GIVEN EXERCISE: List every line of the records below that contains the word "User".

START MATERIAL FOR THE TASK

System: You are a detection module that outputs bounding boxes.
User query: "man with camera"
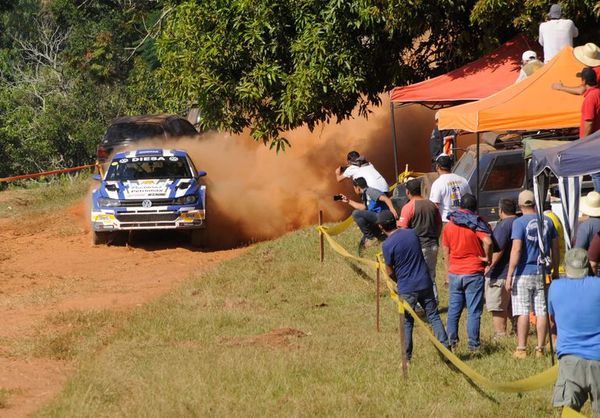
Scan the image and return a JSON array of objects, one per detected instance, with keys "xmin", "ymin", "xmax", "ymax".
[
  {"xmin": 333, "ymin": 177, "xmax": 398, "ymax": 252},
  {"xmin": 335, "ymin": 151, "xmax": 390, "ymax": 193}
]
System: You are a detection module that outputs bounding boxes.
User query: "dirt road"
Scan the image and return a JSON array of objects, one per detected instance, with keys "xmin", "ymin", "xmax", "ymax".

END MATERIAL FOR THE TASK
START MATERIAL FOR THE TASK

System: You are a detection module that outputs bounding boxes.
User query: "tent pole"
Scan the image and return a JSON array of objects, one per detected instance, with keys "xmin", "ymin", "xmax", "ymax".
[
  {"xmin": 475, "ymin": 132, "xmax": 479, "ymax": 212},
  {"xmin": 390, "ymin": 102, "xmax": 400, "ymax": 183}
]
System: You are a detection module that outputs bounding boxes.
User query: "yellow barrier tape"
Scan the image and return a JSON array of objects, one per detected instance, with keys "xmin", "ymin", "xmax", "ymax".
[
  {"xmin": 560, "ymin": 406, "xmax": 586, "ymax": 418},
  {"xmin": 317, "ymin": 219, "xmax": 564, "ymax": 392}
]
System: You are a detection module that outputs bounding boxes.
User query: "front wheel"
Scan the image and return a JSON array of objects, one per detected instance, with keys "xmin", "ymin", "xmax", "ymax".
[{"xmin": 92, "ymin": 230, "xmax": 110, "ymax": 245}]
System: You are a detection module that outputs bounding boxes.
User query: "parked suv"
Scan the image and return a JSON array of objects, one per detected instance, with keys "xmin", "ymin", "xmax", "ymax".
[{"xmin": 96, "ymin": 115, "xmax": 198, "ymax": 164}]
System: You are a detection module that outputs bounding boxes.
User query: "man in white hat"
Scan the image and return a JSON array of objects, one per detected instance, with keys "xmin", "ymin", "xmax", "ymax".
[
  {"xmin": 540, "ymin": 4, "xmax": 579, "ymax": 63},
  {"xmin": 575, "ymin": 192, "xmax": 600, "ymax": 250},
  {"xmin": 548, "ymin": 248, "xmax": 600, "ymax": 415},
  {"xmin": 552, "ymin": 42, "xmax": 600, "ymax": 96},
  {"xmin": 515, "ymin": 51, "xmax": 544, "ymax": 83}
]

END MATERIAL FOR THE TASK

FINISHED ANSWER:
User query: "man with camera"
User query: "dirt road"
User query: "tent pole"
User query: "yellow barrier tape"
User query: "front wheel"
User query: "parked suv"
User query: "man in white hat"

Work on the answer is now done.